▸ Selected extract:
________________________________________

There’s a peculiar torture humans have inflicted on machines lately: show an AI a stick figure of a running person drawn by a four-year-old, and ask it why those three wobbly lines mean “running.” The machine, which can identify a golden retriever from 2,000 pixels with 99.7% confidence, suddenly stammers.
Judy Fan noticed this. And she turned it into a research program.
The Embarrassing Gap
Fan’s lab works on something called visual abstraction — the strange human talent for stripping an object down to its barest semantic bones and still communicating it perfectly. Her benchmark, SA (Sketch Abstraction), quantifies this with a metric called Portion of Strokes: the fewer strokes a drawing uses relative to a canonical version, the more abstract it is.
The finding that keeps AI researchers quietly uncomfortable is this: the more abstract a sketch, the worse current vision models perform at explaining it — even when they can technically identify the object. GPT-4V can tell you “that’s a bird.” Ask it why those four lines constitute a bird, and it produces the verbal equivalent of a shrug dressed in academic language.
This is not a hardware problem. It is a reasoning problem. Specifically, it’s a teleological reasoning problem — the kind that asks not “what is this?” but “what was this for?”
The Two-Second Miracle
A human child drawing a bird doesn’t think in pixel distributions. She thinks: I need to convey flight. A curve for the body. A triangle for the beak. Done. The drawing encodes purpose, not appearance. Each stroke is a decision about what matters.

________________________________________

(Point localization data)

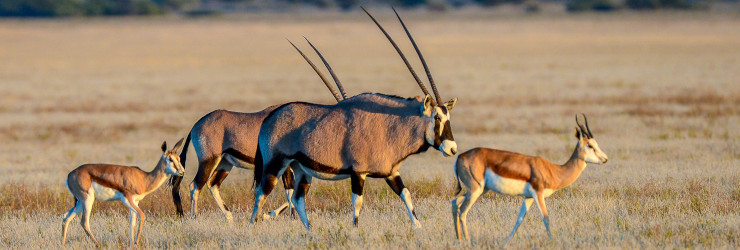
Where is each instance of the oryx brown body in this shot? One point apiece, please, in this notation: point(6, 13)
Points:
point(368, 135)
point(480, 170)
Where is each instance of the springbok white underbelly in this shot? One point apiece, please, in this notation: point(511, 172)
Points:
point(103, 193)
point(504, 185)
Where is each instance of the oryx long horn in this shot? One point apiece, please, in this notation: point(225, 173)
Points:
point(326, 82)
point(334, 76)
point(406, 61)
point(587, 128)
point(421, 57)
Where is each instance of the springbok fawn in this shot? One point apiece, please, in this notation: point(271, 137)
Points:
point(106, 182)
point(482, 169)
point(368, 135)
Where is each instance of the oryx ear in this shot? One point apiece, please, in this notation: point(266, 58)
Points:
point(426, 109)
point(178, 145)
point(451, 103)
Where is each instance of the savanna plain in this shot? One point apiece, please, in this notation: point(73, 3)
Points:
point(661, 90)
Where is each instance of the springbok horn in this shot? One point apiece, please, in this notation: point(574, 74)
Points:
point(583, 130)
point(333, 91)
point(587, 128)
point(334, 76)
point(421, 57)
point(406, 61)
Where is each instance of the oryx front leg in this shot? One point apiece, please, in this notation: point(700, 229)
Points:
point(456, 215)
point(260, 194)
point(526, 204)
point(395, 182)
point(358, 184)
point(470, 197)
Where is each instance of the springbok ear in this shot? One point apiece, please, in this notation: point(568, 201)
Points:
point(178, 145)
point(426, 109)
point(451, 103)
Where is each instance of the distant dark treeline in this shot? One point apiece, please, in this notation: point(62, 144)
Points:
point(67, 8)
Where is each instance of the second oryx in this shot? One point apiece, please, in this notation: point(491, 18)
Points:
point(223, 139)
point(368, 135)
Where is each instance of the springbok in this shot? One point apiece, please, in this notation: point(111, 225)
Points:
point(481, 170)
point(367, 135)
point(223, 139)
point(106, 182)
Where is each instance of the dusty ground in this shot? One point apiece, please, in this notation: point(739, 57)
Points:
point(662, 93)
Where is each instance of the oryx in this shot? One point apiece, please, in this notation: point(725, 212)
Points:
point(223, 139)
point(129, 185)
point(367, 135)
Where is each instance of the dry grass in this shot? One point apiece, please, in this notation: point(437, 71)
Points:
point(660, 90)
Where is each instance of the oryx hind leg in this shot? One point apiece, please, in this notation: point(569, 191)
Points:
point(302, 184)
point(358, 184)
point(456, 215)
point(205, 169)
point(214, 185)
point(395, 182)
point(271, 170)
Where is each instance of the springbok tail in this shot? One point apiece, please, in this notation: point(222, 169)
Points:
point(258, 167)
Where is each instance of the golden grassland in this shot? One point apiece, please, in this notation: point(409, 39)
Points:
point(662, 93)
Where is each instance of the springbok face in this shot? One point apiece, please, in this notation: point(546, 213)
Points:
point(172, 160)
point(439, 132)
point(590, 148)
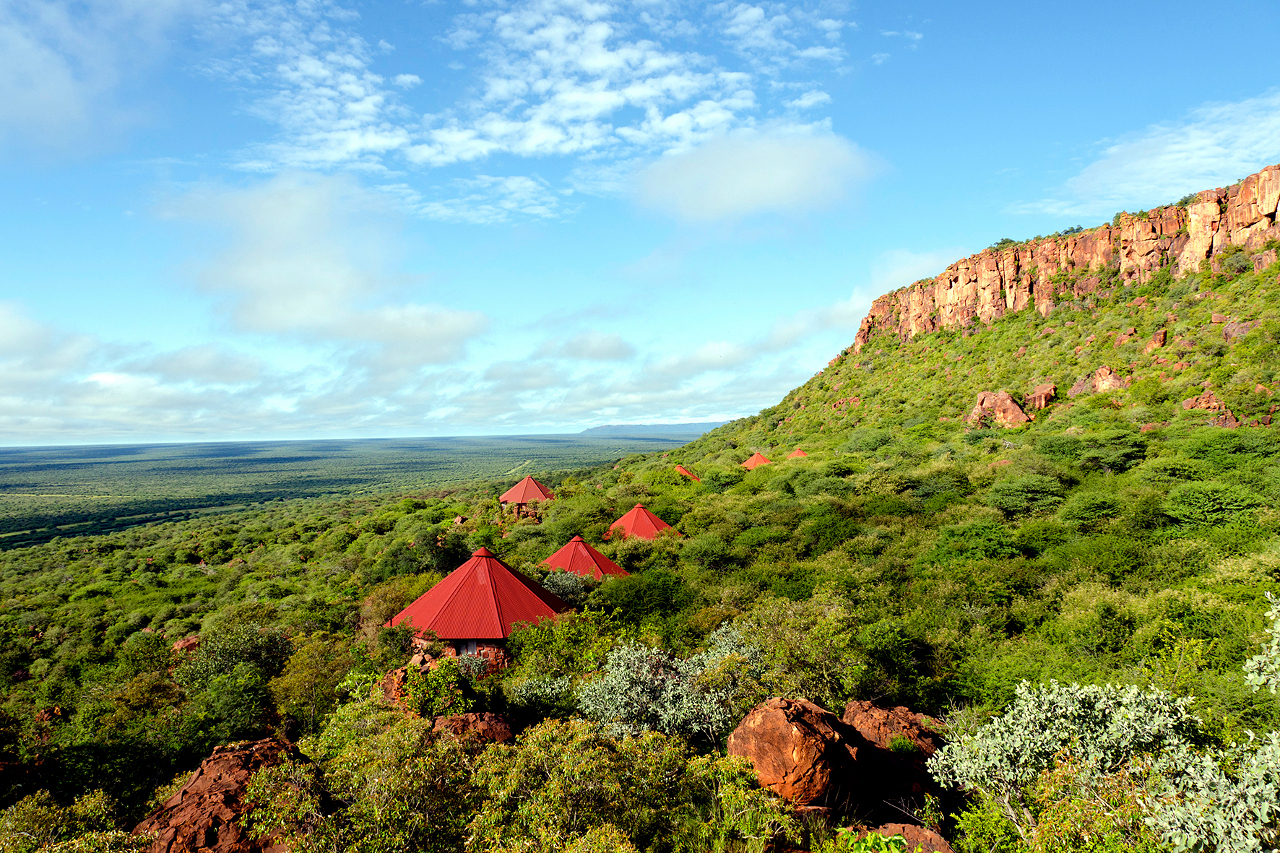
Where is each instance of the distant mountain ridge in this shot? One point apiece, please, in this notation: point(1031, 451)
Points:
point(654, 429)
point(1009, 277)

________________________________________

▸ List of tasks:
(A) According to the article on visual abstraction, what metric does Fan's benchmark use to measure how abstract a drawing is?
(B) Copy out the part of the article on visual abstraction starting with "This is not" and going on through "about what matters.".

▸ Numbered responses:
(A) Portion of Strokes.

(B)
This is not a hardware problem. It is a reasoning problem. Specifically, it’s a teleological reasoning problem — the kind that asks not “what is this?” but “what was this for?”
The Two-Second Miracle
A human child drawing a bird doesn’t think in pixel distributions. She thinks: I need to convey flight. A curve for the body. A triangle for the beak. Done. The drawing encodes purpose, not appearance. Each stroke is a decision about what matters.